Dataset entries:

+ + +

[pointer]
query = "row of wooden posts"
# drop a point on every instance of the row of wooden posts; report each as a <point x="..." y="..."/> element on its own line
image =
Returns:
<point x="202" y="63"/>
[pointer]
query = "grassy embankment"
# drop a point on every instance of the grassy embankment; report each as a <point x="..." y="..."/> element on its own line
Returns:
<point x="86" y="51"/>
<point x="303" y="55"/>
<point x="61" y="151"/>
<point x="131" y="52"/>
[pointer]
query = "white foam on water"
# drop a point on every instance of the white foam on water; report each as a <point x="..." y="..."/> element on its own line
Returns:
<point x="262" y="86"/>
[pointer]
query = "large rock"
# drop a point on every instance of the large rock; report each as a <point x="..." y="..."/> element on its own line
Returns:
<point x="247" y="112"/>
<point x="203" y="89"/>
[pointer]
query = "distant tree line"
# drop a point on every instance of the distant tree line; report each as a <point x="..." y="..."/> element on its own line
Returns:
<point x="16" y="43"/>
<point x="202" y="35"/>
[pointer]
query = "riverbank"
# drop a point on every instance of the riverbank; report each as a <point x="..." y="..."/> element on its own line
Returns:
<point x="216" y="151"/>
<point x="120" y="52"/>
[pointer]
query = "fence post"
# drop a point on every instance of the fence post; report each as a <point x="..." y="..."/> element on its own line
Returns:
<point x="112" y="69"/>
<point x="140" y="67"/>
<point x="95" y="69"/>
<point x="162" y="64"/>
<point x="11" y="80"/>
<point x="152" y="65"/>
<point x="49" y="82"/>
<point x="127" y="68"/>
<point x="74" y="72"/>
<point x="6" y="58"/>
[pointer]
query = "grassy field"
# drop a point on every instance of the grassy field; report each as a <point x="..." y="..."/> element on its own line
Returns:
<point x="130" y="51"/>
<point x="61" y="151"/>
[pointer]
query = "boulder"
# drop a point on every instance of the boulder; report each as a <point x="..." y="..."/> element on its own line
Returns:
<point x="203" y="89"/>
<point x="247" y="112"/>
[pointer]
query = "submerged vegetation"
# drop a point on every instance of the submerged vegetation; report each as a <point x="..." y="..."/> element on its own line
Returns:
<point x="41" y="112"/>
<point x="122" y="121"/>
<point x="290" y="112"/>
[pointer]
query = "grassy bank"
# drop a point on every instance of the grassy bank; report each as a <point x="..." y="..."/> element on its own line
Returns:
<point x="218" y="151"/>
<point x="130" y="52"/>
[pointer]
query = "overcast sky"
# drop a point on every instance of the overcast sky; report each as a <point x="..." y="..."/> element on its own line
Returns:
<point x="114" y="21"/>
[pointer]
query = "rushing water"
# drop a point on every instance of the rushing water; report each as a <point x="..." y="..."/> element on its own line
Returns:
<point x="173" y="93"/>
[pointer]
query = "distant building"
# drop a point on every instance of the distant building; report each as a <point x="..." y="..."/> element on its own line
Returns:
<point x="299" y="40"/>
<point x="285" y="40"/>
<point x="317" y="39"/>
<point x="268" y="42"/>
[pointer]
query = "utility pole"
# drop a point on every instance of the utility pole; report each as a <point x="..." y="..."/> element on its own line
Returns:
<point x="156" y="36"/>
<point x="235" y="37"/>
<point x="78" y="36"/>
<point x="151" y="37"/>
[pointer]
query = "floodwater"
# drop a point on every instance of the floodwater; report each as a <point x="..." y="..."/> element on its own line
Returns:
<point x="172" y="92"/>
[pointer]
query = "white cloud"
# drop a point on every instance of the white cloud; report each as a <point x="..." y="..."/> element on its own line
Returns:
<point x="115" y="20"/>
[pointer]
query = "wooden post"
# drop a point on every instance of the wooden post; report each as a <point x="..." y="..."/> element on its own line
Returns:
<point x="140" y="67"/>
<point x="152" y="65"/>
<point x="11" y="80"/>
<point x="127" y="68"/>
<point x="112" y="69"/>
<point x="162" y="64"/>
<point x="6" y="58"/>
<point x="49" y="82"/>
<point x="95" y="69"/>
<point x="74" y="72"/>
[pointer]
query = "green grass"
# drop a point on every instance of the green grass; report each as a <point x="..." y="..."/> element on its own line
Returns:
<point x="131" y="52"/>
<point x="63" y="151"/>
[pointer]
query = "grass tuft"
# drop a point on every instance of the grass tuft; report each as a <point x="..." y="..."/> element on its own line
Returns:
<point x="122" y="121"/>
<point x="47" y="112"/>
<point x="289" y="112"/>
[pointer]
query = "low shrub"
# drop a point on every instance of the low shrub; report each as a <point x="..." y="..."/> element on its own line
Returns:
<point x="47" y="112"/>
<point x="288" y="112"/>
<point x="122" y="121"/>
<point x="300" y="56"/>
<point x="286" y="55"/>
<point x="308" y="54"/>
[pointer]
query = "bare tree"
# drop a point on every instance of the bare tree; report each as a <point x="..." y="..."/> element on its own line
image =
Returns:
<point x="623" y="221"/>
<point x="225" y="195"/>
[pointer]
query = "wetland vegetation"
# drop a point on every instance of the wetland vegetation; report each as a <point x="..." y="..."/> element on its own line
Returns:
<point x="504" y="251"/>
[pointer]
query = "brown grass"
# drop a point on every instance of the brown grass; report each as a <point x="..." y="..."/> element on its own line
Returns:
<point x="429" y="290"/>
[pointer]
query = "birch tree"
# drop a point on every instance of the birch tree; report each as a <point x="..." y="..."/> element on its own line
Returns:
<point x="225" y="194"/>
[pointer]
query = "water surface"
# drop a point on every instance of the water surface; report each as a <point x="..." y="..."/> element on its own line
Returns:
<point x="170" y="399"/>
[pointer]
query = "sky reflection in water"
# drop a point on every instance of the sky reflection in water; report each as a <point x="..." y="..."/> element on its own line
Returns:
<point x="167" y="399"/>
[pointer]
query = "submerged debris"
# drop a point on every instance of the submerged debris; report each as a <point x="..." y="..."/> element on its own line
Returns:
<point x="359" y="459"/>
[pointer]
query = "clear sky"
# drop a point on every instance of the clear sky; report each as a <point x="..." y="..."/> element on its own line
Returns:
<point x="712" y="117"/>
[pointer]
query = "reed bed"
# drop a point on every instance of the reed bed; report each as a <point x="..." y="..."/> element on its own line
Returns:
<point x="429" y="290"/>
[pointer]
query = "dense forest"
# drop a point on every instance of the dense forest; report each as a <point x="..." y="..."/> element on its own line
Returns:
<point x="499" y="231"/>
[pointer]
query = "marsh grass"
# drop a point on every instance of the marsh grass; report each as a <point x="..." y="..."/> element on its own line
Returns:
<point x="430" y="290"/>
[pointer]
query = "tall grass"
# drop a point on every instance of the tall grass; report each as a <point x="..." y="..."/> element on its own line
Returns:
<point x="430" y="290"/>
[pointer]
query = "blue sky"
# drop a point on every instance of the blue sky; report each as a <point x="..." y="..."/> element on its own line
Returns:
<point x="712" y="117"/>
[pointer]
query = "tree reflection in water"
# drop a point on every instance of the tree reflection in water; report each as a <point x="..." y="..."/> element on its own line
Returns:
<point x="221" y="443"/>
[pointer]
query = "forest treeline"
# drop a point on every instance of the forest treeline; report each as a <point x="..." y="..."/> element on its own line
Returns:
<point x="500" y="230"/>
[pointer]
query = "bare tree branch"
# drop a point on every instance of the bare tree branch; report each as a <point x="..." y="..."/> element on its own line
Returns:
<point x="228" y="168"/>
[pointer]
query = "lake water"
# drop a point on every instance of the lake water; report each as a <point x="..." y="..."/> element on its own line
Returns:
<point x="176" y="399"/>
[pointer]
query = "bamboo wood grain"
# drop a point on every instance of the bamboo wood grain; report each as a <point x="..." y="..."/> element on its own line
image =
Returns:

+ + +

__Instructions to follow__.
Reproduce each record exactly as it appears.

__Correct output__.
[pointer]
query = "row of wooden posts"
# drop a point on every instance of the row of wooden posts; report each as a <point x="..." y="..."/> element on its own line
image =
Returns:
<point x="202" y="63"/>
[pointer]
query = "grassy embankment"
# drop a point on every instance of the grassy embankment; report each as a <point x="..." y="..."/> element on its own line
Returns:
<point x="86" y="51"/>
<point x="303" y="55"/>
<point x="61" y="151"/>
<point x="131" y="52"/>
[pointer]
query = "white foam on water"
# drop a point on every instance of the white foam on water; report each as a <point x="..." y="..."/> element on its own line
Returns:
<point x="262" y="86"/>
[pointer]
query = "large rock"
# drop a point on every instance of the large rock; report each as a <point x="..." y="..."/> element on its own line
Returns:
<point x="247" y="112"/>
<point x="203" y="89"/>
[pointer]
query = "distant tree line"
# drop a point on every instance of the distant tree line; report each as a <point x="..." y="..."/> element on its own line
Returns:
<point x="16" y="43"/>
<point x="202" y="35"/>
[pointer]
query = "riverbank"
# drop a point on every instance of the riverbank; report each as a <point x="..." y="..."/> element on its own line
Returns:
<point x="216" y="151"/>
<point x="120" y="52"/>
[pointer]
query = "fence post"
# drop a point on every instance of the fence post; report each as a <point x="..." y="..."/> element on its own line
Returns:
<point x="112" y="69"/>
<point x="140" y="67"/>
<point x="95" y="69"/>
<point x="162" y="64"/>
<point x="11" y="80"/>
<point x="152" y="65"/>
<point x="49" y="82"/>
<point x="127" y="68"/>
<point x="74" y="72"/>
<point x="6" y="58"/>
[pointer]
query = "grassy field"
# drop a point on every instance of the grassy field; report each as a <point x="..." y="..."/> element on its own line
Returns:
<point x="130" y="51"/>
<point x="61" y="151"/>
[pointer]
query = "boulder"
# drop a point on every instance of the boulder; report each as a <point x="..." y="..."/> element on its own line
Returns:
<point x="203" y="89"/>
<point x="247" y="112"/>
[pointer]
query = "submerged vegetation"
# drop a point on every instance of the submerged vegetation; report each as a <point x="..." y="..."/> element on its own line
Returns:
<point x="41" y="112"/>
<point x="122" y="121"/>
<point x="290" y="112"/>
[pointer]
query = "grassy bank"
# drop a point on every instance of the grassy bank; report each as a <point x="..." y="..."/> element on its own line
Returns:
<point x="218" y="151"/>
<point x="130" y="52"/>
[pointer]
query = "overcast sky"
# drop a point on every instance of the overcast sky; report each as a <point x="..." y="..."/> element on its own line
Returns:
<point x="114" y="21"/>
[pointer]
query = "rushing water"
# drop a point on every instance of the rushing water; report each as a <point x="..." y="..."/> element on its own line
Returns:
<point x="173" y="93"/>
[pointer]
query = "distant building"
# drop a point on every instance of the distant building; report each as a <point x="..." y="..."/> element on its own line
Returns:
<point x="299" y="40"/>
<point x="285" y="40"/>
<point x="317" y="39"/>
<point x="268" y="42"/>
[pointer]
query = "utility pole"
# drop a point on every instance of the utility pole; report each as a <point x="..." y="..."/> element on its own line
Returns:
<point x="156" y="36"/>
<point x="235" y="37"/>
<point x="78" y="36"/>
<point x="151" y="37"/>
[pointer]
query = "floodwater"
# drop a point on every instance of the floodwater; report each as a <point x="..." y="..."/> element on its own line
Returns:
<point x="172" y="92"/>
[pointer]
query = "white cloud"
# drop a point on every instance of the white cloud; report each as a <point x="..." y="..."/> element on its own line
Returns:
<point x="115" y="20"/>
[pointer]
query = "wooden post"
# drop a point on every instance of the wooden post; report each as a <point x="..." y="..."/> element on its own line
Returns:
<point x="140" y="67"/>
<point x="152" y="65"/>
<point x="11" y="80"/>
<point x="127" y="68"/>
<point x="112" y="69"/>
<point x="162" y="64"/>
<point x="6" y="58"/>
<point x="49" y="82"/>
<point x="95" y="69"/>
<point x="74" y="72"/>
[pointer]
query = "green grass"
# drop a point on every instance of the green grass; report each as a <point x="..." y="..."/> element on its own line
Returns:
<point x="131" y="52"/>
<point x="63" y="151"/>
[pointer]
query = "grass tuft"
# drop a point on every instance of the grass tuft; report each as a <point x="..." y="..."/> element on its own line
Returns:
<point x="122" y="121"/>
<point x="47" y="112"/>
<point x="289" y="112"/>
[pointer]
query = "low shrub"
# drop a point on every instance of the low shrub; report each as a <point x="..." y="..."/> element on its own line
Returns:
<point x="47" y="112"/>
<point x="288" y="112"/>
<point x="122" y="121"/>
<point x="300" y="56"/>
<point x="286" y="55"/>
<point x="308" y="54"/>
[pointer]
query = "bare tree"
# drop a point on every instance of the bare tree; report each as a <point x="..." y="..."/> element on its own line
image =
Returns:
<point x="623" y="221"/>
<point x="225" y="195"/>
[pointer]
query = "wetland vegetation"
# drop a point on every instance of the wetland vegetation; report each as a <point x="..." y="..."/> element on its own line
Returns:
<point x="504" y="251"/>
[pointer]
query = "brown grass"
# drop a point on every instance of the brown grass; report each as a <point x="..." y="..."/> element on its own line
Returns:
<point x="429" y="290"/>
[pointer]
query = "birch tree"
# drop a point on every instance of the birch tree; report each as a <point x="..." y="..."/> element on its own line
Returns:
<point x="225" y="194"/>
[pointer]
query = "water surface"
# drop a point on every instance of the water surface; report each as a <point x="..." y="..."/> element on its own line
Returns:
<point x="170" y="399"/>
[pointer]
query = "sky reflection in water"
# drop a point on every instance of the sky reflection in water; report each as a <point x="..." y="..."/> element on its own line
Returns:
<point x="167" y="399"/>
[pointer]
query = "submerged debris"
# drop a point on every instance of the submerged debris; report each as a <point x="..." y="..."/> element on its own line
Returns:
<point x="359" y="459"/>
[pointer]
query = "clear sky"
# drop a point on every instance of the clear sky; report each as a <point x="..." y="..."/> element on its own line
Returns:
<point x="712" y="117"/>
[pointer]
query = "reed bed"
# drop a point on every instance of the reed bed; report each as a <point x="..." y="..."/> element on its own line
Returns:
<point x="429" y="290"/>
[pointer]
query = "dense forest"
# drop a point on every instance of the dense forest; report each as a <point x="..." y="..."/> element on its own line
Returns:
<point x="499" y="231"/>
[pointer]
query = "marsh grass"
# drop a point on every instance of the marsh grass; report each as a <point x="..." y="..."/> element on its own line
Returns:
<point x="430" y="290"/>
[pointer]
query = "tall grass"
# drop a point on every instance of the tall grass; report each as a <point x="..." y="..."/> element on its own line
Returns:
<point x="430" y="290"/>
[pointer]
query = "blue sky"
# drop a point on every instance of the blue sky; report each as a <point x="..." y="..."/> element on its own line
Returns:
<point x="712" y="117"/>
[pointer]
query = "tree reflection in water"
# drop a point on every instance of the tree reflection in water; report each as a <point x="..." y="..."/> element on its own line
Returns:
<point x="221" y="443"/>
[pointer]
query = "forest treeline"
# drop a point on every instance of the forest treeline; report each as a <point x="..." y="..."/> element on its own line
Returns:
<point x="500" y="230"/>
[pointer]
query = "bare tree branch"
# drop a point on every instance of the bare tree branch; report each as a <point x="..." y="..."/> element on its own line
Returns:
<point x="228" y="168"/>
[pointer]
query = "lake water"
# drop a point on every instance of the lake water; report each as a <point x="..." y="..."/> element on its own line
Returns:
<point x="176" y="399"/>
[pointer]
query = "bamboo wood grain"
# drop a point on every instance of the bamboo wood grain; report each as a <point x="..." y="..."/> element on its own line
image =
Returns:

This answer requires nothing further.